__PAGE__.
Mark 16:20
These words, at the end of Mark's account, give the great sequence of our Lord's manifestation. The Ascension was the divinely necessary result of the Resurrection; the gospel is the necessary fruit on the human side of the experience produced in the hearts of the disciples by his life and work. Such a series of events could not end in silence. As in life, so in death, resurrection, and exaltation, Jesus Christ "could not be hid." The preaching of the gospel is a result, therefore, of an express command and an inward impulse. The two verses are in sequence to the preceding account, and the one to the other, logically, spiritually, and potentially. Notice in this connection -

I. THE POINT AT WHICH THE PREACHING OF THE GOSPEL BEGINS. At the final withdrawal and exaltation of Jesus.

1. Its subject is a completed one.

2. The various portions of it are self-evidently connected, and mutually interpret one another. The final transcendent issues of the contest of Christ with sin and death are each representative and interpretative of what preceded and led up to them. The life and its relation to the Divine purpose, prophetic anticipation, and human yearning, would be incomprehensible without this glorious trinity of consummations: death, resurrection, and ascension.

II. THE POWER IT REPRESENTS. The power of a finished work of atonement, a victory over death and hell, and an exalted, glorified humanity.

1. The highest exaltation has been reached by him of whom it speaks, He is invested with Divine power, and executive authority in the universe of God. Whether there be any such place as the "right hand of God" may be a curious question; that there is a state which such a phrase describes is a matter of spiritual revelation and experience. "All power is given," etc.

2. Its tone is therefore authoritative in the highest degree. The gospel is a throne-word. Preachers are ambassadors. The dignities and pretensions of earth are nothing to them. The Lord through them "commands all men everywhere to repent." Herod is a sad illustration of what occurs when even a king attempts to patronize the gospel.

3. This pretension is confirmed by practical proofs. The works accompanying it and resulting from it are "signs. You cannot explain them unless on the highest ground. Although physical miracles have ceased, spiritual results are still more demonstrative and glorious. In changing the heart, renewing the nature, purifying the affections, the Word of his power" achieves what nothing else can. And such signs are to be looked for whenever and wherever it is proclaimed. "The Lord working with them" - everywhere, because ascended and glorified.

III. THE PEOPLE IT CONCERNS. "And they went forth, and preached everywhere. This was no accident or caprice of choice: he commanded it (ver. 15). But it is also divinely fitting that this should be so.

1. The gospel is intended for all men.

2. It is adapted to all men.

3. The work of Christ's servants is to seek the salvation of all men.

Until all have had an opportunity we must continue to preach: that is our responsibility. It is not said that all will believe or be saved: that is the responsibility of those who hear. Only of this are we certain: The Lord is not slack concerning his promise, as some count slackness; but is longsuffering to you-ward, not wishing that any should perish, but that all should come to repentance (2 Peter 3:9). - M.

__GOAL__.
Answer these questions about the commentary on Mark 16:20.
(a) At what point does the preaching of the gospel begin?
(b) What three consummations does it name as a "glorious trinity"?
(c) Which king is given as a sad illustration of trying to patronize the gospel?

[Records from a data collection]
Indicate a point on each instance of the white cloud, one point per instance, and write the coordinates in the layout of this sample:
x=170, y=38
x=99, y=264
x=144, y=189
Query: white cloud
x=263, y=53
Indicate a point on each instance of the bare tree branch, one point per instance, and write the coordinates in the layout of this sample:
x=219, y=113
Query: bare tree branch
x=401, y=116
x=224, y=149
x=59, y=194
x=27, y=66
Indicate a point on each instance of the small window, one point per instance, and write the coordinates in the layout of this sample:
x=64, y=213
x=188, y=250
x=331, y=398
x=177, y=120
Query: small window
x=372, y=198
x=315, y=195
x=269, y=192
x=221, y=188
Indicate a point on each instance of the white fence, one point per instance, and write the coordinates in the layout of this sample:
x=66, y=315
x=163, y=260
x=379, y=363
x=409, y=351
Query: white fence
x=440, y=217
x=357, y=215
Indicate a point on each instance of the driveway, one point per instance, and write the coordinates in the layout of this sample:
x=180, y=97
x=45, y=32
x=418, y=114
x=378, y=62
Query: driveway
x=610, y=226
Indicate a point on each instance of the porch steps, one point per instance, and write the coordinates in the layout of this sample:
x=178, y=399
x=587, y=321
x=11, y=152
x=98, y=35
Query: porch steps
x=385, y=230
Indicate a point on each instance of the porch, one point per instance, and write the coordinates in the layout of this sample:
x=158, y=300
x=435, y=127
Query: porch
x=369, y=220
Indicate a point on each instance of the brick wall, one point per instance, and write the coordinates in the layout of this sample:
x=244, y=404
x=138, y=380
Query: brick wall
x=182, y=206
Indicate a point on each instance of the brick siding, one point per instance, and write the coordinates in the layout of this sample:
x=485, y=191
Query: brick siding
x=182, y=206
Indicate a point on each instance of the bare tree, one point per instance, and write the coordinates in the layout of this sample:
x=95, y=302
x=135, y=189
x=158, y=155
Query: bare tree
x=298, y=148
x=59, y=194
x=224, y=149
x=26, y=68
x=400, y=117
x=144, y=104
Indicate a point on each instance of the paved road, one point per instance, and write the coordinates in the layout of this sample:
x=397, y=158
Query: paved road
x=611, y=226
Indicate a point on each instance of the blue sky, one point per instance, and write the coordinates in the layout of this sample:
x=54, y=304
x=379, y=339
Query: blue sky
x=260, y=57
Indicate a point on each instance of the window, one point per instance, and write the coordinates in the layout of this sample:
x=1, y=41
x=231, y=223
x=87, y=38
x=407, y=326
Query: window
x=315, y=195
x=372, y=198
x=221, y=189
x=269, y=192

__RESPONSE__.
(a) At the final withdrawal and exaltation of Jesus.
(b) Death, resurrection, and ascension.
(c) Herod.